-- RECORDS SHOWN follows --

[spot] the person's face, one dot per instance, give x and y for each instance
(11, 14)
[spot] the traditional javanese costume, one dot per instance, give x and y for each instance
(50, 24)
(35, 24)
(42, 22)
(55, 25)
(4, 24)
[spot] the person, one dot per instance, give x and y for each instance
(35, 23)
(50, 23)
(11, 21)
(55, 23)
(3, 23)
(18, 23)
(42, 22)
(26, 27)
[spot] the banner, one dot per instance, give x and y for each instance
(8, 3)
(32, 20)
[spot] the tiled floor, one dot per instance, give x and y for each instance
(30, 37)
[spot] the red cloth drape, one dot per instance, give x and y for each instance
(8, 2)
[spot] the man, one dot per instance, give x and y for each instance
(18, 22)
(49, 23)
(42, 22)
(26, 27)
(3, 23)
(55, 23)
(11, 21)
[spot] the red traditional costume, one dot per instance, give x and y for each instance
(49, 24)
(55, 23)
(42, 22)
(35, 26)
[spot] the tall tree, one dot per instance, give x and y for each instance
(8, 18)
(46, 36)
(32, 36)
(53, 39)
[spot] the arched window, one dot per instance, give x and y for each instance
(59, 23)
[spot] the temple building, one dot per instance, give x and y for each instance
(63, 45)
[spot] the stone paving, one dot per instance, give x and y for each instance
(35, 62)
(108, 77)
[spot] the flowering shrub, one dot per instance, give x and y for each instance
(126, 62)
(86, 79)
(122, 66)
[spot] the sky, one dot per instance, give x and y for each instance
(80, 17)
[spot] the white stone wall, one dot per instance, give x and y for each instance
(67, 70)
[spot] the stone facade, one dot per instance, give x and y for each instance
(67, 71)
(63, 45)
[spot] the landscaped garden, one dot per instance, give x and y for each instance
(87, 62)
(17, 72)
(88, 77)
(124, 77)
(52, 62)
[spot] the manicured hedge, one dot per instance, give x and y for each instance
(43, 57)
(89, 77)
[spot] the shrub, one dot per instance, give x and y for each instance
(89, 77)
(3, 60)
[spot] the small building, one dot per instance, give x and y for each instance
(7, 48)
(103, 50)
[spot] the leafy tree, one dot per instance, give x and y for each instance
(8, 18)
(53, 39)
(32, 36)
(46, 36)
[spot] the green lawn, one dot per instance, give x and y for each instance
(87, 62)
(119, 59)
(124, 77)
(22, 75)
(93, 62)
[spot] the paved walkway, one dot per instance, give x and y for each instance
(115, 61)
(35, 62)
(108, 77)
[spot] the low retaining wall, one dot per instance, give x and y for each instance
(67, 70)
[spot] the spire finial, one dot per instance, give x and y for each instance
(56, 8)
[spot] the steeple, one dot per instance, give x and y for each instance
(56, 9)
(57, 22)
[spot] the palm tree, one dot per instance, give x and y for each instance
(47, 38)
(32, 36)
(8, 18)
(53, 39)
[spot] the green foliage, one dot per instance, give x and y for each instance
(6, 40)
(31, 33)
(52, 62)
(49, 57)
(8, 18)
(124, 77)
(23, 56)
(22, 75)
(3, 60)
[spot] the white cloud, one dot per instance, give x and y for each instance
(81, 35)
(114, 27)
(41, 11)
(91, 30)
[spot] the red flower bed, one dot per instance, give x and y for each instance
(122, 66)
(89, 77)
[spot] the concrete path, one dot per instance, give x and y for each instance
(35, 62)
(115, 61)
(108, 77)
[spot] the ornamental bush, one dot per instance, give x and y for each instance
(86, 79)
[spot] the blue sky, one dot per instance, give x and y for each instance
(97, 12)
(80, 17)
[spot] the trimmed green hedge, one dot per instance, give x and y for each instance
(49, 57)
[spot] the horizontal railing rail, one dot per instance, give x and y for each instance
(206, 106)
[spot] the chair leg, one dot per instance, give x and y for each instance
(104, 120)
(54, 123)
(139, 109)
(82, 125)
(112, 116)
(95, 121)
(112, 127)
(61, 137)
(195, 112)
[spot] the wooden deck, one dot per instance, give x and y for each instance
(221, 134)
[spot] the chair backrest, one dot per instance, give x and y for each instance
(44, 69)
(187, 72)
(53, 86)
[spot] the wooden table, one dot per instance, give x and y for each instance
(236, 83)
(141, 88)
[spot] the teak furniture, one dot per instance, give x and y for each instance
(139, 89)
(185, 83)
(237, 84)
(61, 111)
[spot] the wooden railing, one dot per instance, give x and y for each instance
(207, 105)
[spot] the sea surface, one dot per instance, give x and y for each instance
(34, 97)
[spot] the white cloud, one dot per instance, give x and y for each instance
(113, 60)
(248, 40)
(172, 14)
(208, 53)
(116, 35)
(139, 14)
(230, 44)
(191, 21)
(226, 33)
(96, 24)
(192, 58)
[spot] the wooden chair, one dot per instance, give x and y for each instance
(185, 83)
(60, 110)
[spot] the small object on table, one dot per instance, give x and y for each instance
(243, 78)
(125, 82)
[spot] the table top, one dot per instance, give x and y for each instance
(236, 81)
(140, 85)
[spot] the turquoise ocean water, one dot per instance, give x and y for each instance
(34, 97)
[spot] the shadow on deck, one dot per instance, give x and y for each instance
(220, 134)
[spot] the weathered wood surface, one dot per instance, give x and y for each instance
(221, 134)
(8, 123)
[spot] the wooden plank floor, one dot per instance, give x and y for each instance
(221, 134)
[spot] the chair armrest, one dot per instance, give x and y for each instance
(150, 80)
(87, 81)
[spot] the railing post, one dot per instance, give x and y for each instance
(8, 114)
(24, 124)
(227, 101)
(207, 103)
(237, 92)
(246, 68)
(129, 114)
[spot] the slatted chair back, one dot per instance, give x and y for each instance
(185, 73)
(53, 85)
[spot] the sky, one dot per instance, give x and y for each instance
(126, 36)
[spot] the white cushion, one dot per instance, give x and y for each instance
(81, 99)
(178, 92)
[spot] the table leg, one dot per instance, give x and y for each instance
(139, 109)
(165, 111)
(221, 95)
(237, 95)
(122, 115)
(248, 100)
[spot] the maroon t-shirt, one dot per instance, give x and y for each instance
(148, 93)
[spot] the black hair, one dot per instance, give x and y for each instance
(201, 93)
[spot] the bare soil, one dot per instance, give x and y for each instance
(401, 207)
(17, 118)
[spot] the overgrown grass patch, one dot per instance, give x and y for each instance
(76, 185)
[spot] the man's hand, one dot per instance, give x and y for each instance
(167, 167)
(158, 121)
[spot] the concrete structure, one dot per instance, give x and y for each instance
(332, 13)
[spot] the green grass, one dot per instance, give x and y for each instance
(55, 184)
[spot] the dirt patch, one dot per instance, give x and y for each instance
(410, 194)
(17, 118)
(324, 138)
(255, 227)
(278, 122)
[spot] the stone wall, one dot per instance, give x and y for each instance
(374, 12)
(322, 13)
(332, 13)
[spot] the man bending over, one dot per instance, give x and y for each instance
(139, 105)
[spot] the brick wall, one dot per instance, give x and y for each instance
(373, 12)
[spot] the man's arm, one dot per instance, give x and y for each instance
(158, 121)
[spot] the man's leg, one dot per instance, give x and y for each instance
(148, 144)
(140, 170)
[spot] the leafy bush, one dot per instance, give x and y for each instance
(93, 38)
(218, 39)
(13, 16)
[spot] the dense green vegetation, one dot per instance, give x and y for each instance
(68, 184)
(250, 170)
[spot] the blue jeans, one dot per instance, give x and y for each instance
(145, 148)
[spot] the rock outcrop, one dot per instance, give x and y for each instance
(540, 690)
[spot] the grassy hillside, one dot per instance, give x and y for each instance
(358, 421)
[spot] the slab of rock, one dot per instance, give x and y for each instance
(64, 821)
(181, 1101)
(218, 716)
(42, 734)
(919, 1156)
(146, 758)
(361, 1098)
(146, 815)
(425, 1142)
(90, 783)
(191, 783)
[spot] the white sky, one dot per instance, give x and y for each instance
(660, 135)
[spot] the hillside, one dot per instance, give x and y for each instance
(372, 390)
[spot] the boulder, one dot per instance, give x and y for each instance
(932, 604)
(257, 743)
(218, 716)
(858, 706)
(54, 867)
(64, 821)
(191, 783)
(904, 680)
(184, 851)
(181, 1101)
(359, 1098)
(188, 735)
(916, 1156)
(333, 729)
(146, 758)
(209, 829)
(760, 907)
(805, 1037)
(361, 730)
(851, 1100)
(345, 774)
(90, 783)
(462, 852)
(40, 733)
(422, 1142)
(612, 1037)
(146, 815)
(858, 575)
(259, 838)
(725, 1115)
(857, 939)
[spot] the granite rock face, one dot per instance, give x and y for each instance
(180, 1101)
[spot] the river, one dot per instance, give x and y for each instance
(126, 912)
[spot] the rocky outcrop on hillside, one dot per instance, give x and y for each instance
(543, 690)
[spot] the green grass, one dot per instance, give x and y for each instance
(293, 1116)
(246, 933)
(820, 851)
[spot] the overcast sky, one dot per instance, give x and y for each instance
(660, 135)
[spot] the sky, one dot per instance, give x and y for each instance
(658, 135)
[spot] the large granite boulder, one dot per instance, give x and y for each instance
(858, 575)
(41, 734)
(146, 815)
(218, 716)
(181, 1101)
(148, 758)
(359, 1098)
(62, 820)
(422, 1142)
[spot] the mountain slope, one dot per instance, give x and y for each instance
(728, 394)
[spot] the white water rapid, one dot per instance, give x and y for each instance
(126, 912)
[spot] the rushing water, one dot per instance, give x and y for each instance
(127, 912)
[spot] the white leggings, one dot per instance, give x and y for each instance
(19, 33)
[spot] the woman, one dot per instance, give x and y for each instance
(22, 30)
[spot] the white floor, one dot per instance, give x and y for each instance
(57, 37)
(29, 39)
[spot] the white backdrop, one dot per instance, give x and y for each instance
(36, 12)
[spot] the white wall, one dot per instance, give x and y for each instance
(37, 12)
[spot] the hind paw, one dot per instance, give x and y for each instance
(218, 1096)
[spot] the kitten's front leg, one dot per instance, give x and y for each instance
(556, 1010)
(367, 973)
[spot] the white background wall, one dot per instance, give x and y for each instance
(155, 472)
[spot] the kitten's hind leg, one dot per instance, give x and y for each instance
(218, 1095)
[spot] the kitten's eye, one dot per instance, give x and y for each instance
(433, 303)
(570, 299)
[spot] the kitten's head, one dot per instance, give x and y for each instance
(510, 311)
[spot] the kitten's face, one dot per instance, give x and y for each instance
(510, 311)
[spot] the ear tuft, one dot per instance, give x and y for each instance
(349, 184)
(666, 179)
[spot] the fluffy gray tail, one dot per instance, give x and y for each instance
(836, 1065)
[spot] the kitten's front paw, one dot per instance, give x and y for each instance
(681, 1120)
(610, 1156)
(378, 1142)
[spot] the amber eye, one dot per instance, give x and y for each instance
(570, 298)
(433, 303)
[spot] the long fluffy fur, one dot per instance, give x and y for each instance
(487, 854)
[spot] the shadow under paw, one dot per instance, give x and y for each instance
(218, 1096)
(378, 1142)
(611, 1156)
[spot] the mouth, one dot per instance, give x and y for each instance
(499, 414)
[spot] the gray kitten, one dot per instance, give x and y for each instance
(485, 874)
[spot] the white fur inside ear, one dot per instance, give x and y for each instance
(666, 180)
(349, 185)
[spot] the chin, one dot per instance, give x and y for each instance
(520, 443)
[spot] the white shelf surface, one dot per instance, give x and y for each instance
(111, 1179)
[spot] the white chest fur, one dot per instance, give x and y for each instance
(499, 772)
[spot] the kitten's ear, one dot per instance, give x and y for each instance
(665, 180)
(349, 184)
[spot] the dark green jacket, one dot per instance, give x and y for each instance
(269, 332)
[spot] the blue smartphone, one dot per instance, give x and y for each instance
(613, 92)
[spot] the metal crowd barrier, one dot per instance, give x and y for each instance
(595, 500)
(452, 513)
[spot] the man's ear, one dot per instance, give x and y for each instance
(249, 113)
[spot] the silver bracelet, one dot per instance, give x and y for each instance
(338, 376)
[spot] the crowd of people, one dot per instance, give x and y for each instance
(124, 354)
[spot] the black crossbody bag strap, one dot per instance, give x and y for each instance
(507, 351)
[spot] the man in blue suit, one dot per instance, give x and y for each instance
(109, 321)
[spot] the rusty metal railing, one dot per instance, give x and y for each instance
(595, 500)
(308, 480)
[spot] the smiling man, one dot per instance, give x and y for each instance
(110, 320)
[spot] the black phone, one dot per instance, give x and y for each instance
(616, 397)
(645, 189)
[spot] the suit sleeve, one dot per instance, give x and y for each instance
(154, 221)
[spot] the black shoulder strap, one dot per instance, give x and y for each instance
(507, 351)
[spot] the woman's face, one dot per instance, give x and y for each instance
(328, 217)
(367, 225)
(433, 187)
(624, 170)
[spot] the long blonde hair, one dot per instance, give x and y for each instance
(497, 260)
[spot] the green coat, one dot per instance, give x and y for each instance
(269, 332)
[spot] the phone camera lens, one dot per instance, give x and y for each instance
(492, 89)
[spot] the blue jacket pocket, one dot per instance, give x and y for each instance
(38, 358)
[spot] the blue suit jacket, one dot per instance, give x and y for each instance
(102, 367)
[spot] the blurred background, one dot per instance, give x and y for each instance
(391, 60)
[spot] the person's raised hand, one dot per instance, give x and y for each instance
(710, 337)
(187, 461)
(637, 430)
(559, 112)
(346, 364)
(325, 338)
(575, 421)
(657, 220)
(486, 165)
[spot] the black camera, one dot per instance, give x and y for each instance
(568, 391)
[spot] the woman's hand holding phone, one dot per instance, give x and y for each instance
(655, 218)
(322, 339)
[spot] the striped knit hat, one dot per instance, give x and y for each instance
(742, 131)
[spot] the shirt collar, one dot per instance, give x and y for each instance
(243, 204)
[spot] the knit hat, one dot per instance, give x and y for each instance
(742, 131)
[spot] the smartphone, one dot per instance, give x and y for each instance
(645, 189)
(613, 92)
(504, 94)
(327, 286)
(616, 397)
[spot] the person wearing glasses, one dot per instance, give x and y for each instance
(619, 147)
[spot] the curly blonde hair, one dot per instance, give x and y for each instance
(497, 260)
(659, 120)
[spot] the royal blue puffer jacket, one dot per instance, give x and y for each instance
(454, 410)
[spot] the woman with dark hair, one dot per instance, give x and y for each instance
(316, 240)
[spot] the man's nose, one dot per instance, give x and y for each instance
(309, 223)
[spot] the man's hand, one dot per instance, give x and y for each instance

-- RECORDS SHOWN concluded --

** EXERCISE INSTRUCTIONS **
Find the line containing "[spot] the black camera, one", then output it and every line after it to the end of the data, exactly.

** ANSWER SPACE **
[spot] the black camera, one dot per instance, give x and y for each instance
(568, 391)
[spot] the woman's hand holding phone, one dot per instance, give x and y for each instance
(655, 218)
(322, 339)
[spot] the striped knit hat, one dot per instance, give x and y for each instance
(742, 131)
[spot] the shirt collar, one dot per instance, give x and y for each instance
(243, 204)
[spot] the knit hat, one dot per instance, give x and y for each instance
(742, 131)
[spot] the smartphone, one dot per instance, give x and y for each instance
(645, 189)
(613, 92)
(504, 94)
(327, 286)
(616, 397)
[spot] the person wearing glasses, one dot per instance, give x and y for each instance
(619, 147)
[spot] the curly blonde hair, one dot per instance, give x and y for each instance
(497, 260)
(659, 120)
[spot] the royal blue puffer jacket, one dot per instance, give x and y for each instance
(454, 410)
[spot] the woman with dark hair, one dot per instance, give x and y for each instance
(316, 240)
[spot] the man's nose, one dot per instance, give x and y for each instance
(309, 223)
[spot] the man's hand, one dot per instance, give x and y for each instance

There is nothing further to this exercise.